▸ Given task
Copy the stretch of the listing from the line containing "Mark the gray" through the line containing "x=179 y=183", changing "area rug" to "carpet" and leaving everything else as it is.

▸ Data excerpts
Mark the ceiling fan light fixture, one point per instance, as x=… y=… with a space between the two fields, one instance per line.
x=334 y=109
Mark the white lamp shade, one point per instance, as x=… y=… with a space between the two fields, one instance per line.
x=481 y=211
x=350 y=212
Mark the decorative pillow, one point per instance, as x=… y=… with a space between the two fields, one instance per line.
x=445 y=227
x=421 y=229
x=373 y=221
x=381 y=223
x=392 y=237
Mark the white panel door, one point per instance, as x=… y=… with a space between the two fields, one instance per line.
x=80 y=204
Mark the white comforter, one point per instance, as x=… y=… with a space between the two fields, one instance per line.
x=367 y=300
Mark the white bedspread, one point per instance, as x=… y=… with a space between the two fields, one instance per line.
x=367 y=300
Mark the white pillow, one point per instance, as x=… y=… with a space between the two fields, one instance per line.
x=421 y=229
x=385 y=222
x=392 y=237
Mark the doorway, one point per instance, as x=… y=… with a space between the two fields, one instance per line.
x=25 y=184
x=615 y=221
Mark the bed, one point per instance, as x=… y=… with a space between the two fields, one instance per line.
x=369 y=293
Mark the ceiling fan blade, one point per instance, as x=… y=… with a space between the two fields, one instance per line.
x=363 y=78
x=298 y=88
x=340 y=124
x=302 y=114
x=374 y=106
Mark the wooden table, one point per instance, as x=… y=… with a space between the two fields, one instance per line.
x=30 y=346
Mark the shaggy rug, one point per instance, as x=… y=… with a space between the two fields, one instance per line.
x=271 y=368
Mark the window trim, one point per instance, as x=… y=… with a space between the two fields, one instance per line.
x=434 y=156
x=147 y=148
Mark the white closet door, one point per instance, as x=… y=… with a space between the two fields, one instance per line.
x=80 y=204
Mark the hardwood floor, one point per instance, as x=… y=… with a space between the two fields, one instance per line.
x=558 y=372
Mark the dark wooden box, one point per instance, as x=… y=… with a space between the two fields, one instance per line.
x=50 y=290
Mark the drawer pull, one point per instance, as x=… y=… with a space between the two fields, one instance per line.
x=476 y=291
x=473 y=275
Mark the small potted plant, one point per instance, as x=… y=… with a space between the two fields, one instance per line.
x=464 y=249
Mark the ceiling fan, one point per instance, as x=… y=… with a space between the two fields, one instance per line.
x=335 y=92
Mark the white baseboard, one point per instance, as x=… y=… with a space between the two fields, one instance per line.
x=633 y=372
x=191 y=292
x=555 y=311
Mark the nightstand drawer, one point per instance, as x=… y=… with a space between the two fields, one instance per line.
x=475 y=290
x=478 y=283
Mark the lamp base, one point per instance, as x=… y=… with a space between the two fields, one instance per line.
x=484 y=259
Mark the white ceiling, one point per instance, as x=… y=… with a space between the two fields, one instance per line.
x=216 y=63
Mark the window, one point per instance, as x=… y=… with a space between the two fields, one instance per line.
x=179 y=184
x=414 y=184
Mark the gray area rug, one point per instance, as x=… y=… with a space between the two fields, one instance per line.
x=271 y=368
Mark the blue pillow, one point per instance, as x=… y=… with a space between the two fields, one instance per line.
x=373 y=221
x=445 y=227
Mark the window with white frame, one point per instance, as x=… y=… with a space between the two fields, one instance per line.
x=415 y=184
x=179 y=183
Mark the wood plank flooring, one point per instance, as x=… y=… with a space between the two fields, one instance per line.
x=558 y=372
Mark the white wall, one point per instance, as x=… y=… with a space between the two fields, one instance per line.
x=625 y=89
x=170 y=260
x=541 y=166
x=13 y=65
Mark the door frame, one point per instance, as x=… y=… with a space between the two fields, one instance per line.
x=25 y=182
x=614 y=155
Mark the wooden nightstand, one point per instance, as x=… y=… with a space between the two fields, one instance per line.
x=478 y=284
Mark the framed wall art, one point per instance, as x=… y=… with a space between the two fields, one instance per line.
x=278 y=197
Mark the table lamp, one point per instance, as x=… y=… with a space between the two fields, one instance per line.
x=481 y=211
* * *
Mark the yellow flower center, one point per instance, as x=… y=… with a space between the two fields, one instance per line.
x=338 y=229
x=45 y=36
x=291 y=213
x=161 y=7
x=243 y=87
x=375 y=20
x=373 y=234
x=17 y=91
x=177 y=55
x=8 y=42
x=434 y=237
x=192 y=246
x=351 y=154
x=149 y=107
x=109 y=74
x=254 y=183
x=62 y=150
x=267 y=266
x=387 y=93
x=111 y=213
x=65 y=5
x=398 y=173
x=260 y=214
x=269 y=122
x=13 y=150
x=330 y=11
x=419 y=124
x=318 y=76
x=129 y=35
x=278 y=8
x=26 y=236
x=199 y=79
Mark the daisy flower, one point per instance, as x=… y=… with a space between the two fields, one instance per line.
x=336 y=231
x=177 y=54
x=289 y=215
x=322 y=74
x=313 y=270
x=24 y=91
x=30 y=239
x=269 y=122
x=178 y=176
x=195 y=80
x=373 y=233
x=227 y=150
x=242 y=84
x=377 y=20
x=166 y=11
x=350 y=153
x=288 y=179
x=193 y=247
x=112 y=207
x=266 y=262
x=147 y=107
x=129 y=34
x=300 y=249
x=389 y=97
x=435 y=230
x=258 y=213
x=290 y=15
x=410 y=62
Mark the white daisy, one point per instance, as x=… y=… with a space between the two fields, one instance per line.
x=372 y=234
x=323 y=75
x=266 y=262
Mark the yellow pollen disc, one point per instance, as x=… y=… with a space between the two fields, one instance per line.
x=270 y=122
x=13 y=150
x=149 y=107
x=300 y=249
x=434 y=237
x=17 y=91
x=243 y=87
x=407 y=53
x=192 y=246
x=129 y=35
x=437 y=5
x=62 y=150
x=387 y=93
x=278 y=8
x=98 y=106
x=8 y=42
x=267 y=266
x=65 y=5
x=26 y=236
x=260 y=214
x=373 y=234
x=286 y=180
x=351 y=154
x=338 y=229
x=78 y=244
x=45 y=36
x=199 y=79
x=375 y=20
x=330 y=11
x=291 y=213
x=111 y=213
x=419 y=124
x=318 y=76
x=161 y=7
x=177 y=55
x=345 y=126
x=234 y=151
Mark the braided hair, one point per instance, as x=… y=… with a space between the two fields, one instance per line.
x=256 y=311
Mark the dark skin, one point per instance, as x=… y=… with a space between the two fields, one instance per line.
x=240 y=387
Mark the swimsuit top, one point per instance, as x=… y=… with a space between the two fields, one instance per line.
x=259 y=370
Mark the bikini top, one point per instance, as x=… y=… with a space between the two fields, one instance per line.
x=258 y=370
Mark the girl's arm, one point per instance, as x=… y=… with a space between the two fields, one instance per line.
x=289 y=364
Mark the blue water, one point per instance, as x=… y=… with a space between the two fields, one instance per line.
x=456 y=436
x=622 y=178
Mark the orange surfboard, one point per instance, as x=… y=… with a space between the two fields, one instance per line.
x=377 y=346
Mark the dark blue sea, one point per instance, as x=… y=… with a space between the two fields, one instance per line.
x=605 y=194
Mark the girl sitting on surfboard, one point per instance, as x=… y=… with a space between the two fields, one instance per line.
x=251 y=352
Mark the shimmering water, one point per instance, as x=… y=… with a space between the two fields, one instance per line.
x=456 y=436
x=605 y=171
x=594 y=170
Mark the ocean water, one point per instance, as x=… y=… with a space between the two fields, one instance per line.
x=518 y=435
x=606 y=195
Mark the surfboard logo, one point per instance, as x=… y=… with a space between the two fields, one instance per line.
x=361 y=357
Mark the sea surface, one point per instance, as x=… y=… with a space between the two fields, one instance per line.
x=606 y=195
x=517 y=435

▸ Solution
Mark the gray carpet, one point per instance, as x=… y=… with a space between the two fields, one instance per line.
x=271 y=368
Mark the blue pillow, one point per instance, as x=… y=… with a space between the two fields, one instance per line.
x=373 y=221
x=445 y=227
Mark the window with white frame, one point per instance, as x=… y=… with a space between the two fields, one instance per line.
x=415 y=184
x=179 y=183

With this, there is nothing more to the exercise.